● **ОТРЫВОК**:
========
Стоит отметить, что человеком Кондрат был стеснительным, это выдавала его по-детски застенчивая улыбка. Крепкое рукопожатие его огромной руки располагало к нему как к человеку безусловно положительному. Такой умелец, который был и сантехником, и электриком, и сварщиком и обладал разнообразными полезными в хозяйстве навыками, безусловно, был нужен монастырю. А если еще принять во внимание то, что человеком он был безотказным и не слишком требовательным, то цены ему не было. Потому и звала его игумения Варвара «золотой Кондрат».
Умелец, он был и сантехником, и электриком, и сварщиком… Потому и звала его игумения Варвара «золотой Кондрат»
Кондрат работал в монастыре на постоянной основе уже не один год, и все обитатели монастыря, включая и монастырское духовенство, прибегали к его помощи, случись у них какие неполадки на бытовом уровне. Однажды мы с женой пригласили его к себе, чтобы он посмотрел нашу кухонную дровяную плиту, которая стала ужасно дымить. Кондрат довольно быстро разобрался с плитой, и мы пригласили его пообедать тут же, на нашей небольшой кухне – самом теплом месте небольшого, продуваемого всеми ветрами монастырского дома, состоящего из двух комнат и кухни.
Была зима. Холодная, снежная. Я знал, что Кондрат человек не просто пьющий, но постоянно пьющий, и поэтому заранее купил бутылку водки, которую без всякой задней мысли выставил на стол еще до прихода Кондрата. Кто знает, обратил ли мастер на нее внимание во время работы, но настроение у него было хорошее, хотя как раз в эти дни по монастырю ходил слух об одной истории, связанной с пьянством работников, в которой был замешан и Кондрат. А это было чревато тем, что матушка игумения, исчерпав наконец запас терпения, могла своего любимого умельца – «золотого Кондрата» – низвести до уровня «серебряного» или «медного», а то и вовсе лишить всякого почетного наименования. За столом я этой темы не касался, хотя мне и было любопытно, что же там произошло на самом деле. Пара рюмок сделали свое дело, и Кондрат разговорился.
Он начал с того, что его соработники не умеют пить. «Если, – пожаловался Кондрат, – наши мужики выпьют хоть немного на работе, то уже никакой работы от них не жди. Или будут добавлять, пока не напьются, или будут слоняться из угла в угол и делать вид, что они работают. Вот возьмите этот последний случай с Петром, – продолжил Кондрат, слегка порозовев, – игумения меня ругает: “Кондрат, ты куда смотрел?” А я, что, эту водку в горло заливал ему, что ли? Сам должен знать свою меру, ведь жизнь прожил».
Мы с женой знали, о ком шла речь. Петр был родным братом монахини Иоасафы, старшей сестры на скотном дворе, по работам на полях, так называемой полевщицы. Пожилой, большой, грузный – их с матушкой Иоасафой родство сразу было видно, – Петр помогал сестрам управляться с лошадьми, знал полевые работы, поэтому пришелся к месту и прочно занимал на скотном дворе свое положение незаменимого помощника на протяжении ряда лет.
========
● **ВЫДЕРЖКИ ИЗ ДАННЫХ**:
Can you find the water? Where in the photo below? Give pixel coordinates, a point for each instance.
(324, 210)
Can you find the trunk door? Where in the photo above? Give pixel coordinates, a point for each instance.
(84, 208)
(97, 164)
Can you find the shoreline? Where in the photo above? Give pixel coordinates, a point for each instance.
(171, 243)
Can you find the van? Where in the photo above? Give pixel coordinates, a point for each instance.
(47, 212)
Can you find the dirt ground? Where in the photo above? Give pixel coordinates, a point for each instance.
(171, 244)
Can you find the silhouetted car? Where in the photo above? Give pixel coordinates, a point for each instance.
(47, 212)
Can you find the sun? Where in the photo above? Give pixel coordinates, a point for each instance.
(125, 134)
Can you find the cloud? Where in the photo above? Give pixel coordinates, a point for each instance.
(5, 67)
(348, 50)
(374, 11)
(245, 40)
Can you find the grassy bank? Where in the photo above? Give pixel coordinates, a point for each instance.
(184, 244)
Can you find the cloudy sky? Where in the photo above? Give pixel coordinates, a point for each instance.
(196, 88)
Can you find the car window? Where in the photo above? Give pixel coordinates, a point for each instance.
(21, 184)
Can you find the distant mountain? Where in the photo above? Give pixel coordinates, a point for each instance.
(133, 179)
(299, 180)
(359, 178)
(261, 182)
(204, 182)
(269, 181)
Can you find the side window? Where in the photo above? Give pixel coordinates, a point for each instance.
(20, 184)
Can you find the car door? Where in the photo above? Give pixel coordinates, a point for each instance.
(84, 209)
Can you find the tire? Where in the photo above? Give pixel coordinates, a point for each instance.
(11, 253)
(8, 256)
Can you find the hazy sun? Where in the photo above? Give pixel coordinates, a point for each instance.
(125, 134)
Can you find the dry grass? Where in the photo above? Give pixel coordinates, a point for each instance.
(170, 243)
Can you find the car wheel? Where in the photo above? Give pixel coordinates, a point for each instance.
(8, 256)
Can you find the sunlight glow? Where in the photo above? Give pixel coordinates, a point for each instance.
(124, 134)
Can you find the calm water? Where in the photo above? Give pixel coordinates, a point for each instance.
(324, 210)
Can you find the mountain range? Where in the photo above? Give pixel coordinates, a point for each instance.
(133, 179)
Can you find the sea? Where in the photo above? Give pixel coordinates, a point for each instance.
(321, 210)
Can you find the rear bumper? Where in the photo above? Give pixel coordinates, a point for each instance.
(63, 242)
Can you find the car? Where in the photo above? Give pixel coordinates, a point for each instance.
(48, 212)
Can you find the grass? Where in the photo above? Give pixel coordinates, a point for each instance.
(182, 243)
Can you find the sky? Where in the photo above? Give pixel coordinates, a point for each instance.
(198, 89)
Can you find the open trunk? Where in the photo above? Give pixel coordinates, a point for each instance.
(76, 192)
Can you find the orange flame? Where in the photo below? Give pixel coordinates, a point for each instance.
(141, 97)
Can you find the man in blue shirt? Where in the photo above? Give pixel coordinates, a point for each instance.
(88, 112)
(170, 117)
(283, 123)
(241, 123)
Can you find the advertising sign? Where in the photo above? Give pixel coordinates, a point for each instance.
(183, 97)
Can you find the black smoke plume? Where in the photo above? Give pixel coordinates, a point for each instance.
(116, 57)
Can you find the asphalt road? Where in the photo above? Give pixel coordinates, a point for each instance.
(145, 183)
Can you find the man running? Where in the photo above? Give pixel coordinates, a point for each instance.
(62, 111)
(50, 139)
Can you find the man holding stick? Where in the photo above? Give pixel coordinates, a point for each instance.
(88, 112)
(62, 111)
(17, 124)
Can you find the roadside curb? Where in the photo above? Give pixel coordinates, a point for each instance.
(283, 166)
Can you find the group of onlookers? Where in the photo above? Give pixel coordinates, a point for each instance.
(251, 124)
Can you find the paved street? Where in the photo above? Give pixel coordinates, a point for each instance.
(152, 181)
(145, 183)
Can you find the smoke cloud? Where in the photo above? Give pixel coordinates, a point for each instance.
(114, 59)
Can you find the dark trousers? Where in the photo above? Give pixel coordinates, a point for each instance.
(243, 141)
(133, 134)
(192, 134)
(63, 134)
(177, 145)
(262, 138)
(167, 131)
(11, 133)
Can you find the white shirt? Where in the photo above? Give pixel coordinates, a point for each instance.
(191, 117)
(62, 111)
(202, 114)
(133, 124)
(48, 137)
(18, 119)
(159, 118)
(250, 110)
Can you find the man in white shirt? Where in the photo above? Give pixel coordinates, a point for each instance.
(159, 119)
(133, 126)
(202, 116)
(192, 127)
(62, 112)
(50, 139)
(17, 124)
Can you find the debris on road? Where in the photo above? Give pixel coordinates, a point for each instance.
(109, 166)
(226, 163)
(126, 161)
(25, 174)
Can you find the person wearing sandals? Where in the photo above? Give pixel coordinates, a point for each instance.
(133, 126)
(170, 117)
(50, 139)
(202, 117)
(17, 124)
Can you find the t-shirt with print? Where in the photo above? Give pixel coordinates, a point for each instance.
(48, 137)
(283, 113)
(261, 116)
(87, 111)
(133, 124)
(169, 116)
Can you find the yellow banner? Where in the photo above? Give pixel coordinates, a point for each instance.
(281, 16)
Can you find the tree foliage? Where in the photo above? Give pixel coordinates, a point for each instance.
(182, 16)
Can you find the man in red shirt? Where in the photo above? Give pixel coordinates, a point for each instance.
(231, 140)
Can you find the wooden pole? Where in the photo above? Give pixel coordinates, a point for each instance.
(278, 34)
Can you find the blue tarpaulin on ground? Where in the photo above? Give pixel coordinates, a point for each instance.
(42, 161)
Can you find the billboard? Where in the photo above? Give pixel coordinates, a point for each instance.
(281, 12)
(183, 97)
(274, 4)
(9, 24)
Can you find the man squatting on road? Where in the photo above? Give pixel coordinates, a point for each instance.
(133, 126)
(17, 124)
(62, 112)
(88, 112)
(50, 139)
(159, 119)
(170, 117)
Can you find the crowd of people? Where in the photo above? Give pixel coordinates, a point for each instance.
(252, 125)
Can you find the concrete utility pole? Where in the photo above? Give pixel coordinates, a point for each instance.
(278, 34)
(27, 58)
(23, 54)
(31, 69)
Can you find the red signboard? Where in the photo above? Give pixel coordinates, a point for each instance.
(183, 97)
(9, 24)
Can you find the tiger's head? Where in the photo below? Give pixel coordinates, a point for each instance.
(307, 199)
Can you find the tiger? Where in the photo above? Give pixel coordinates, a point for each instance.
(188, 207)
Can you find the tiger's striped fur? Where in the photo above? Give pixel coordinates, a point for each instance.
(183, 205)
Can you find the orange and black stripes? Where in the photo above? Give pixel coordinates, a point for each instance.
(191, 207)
========
● **ЧТО ТРЕБУЕТСЯ**:
[a] Объясните по отрывку, за что игумения Варвара называла Кондрата «золотой Кондрат». Ответ уложите в одно–три предложения.
[b] Выпишите из отрывка все личные имена людей.

● **ОТВЕТЫ ПО ЗАДАНИЯМ**:
[a] Кондрат был умельцем: сантехником, электриком и сварщиком с разнообразными полезными в хозяйстве навыками, поэтому монастырю он был нужен. Кроме того, он был безотказным и не слишком требовательным, так что цены ему не было.

[b] Кондрат, Варвара, Петр, Иоасафа.